## EXERCISE TEXT

────────────────────────────────────────

‘The Lost Flowers of Alice Hart’ Review: Sigourney Weaver Holds Acting Master Class in Thorny Limited Series
Sigourney Weaver reminds us of her unfailing instincts as an actor about halfway through “The Lost Flowers of Alice Hart,” the coiled, atmosphere-rich limited series based on Holly Ringland’s bestselling novel.
Weaver plays June, battle-hardened matriarch of a wild flower farm in Australia that doubles as a refuge for battered women. She’s also a master manipulator and control freak, and when her partner, Twig (Leah Purcell), discovers a particularly nasty deception, Twig takes an ax and goes to work on a tree that means a lot to both women. With each resonant “thwack,” June cringes, buckles and winces, a look of soul-deep pain written across her face. For these few moments, she is the human embodiment of that tree.
It’s easy to take Weaver for granted; she doesn’t work much anymore outside of the “Avatar” franchise, and to a certain segment of viewers she will always be badass Ripley from the “Alien” movies. But when she commits, as she does in “Alice Hart” (for which she was also an executive producer), there is no one better. Weaver is the emotional anchor of this series about trauma, memory, family and forgiveness — a thorny drama that crawls under your skin even as it struggles to stick a landing that does justice to what has been steadily built over seven tense hours. Immersive and often entrancing, “Alice Hart” is made for bingeing, though Prime Video has chosen to dole it out over a five-week period.

────────────────────────────────────────

## DATA LISTING
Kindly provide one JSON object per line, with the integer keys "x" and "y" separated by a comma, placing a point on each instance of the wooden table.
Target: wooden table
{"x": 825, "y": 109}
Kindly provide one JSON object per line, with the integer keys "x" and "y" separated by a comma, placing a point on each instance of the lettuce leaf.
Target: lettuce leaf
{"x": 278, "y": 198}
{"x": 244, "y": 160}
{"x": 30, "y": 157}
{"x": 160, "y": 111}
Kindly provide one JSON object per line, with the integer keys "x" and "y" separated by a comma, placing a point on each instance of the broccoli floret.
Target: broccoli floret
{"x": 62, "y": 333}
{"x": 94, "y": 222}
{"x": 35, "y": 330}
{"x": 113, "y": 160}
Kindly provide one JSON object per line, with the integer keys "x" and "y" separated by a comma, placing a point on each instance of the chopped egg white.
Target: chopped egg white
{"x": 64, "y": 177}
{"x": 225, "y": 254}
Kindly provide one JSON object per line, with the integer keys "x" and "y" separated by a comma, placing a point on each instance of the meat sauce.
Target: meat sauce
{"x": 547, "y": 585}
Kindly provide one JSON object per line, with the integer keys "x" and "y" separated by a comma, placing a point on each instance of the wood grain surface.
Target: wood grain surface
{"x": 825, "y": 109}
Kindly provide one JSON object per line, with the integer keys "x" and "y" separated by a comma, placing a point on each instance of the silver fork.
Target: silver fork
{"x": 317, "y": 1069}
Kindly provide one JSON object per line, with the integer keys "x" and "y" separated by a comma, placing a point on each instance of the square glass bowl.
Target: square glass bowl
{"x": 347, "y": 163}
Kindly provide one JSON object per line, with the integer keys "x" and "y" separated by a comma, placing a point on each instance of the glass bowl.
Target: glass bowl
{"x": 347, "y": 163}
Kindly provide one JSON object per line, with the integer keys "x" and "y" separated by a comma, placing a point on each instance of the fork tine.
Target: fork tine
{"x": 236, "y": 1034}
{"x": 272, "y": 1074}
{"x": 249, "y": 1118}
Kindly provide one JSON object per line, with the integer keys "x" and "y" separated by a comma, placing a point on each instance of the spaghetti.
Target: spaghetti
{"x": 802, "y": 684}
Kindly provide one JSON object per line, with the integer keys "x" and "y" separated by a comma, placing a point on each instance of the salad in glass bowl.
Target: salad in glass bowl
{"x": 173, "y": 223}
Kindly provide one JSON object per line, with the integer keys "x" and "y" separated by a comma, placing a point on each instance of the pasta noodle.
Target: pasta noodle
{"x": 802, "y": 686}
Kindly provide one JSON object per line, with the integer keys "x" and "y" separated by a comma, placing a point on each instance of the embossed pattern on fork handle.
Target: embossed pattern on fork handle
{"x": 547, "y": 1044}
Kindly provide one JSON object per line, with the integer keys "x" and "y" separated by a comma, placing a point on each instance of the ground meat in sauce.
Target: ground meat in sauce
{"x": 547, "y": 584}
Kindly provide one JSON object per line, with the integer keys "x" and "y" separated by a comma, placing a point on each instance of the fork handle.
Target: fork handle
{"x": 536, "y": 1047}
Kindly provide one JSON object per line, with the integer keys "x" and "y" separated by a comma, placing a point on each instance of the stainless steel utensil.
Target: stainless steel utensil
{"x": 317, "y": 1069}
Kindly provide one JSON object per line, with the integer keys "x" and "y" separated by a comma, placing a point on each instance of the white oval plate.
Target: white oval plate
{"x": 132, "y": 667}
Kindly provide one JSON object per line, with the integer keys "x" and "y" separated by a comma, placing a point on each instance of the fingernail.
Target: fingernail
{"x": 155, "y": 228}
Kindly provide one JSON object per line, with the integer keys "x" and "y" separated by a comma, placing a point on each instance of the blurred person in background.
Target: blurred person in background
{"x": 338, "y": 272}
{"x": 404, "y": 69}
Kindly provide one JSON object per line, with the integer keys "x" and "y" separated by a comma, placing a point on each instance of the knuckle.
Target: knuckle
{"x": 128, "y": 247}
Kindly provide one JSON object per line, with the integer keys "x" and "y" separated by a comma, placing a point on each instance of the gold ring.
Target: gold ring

────────────────────────────────────────

## YOUR TASK
Using the review of "The Lost Flowers of Alice Hart," answer these:
(a) What else does June's wild flower farm serve as?
(b) Which actor plays Twig?
(c) Over how many weeks is Prime Video releasing the series?
The data has nothing to do with the review.

## SOLUTION FOR THIS EXERCISE
(a) A refuge for battered women.
(b) Leah Purcell.
(c) Five weeks.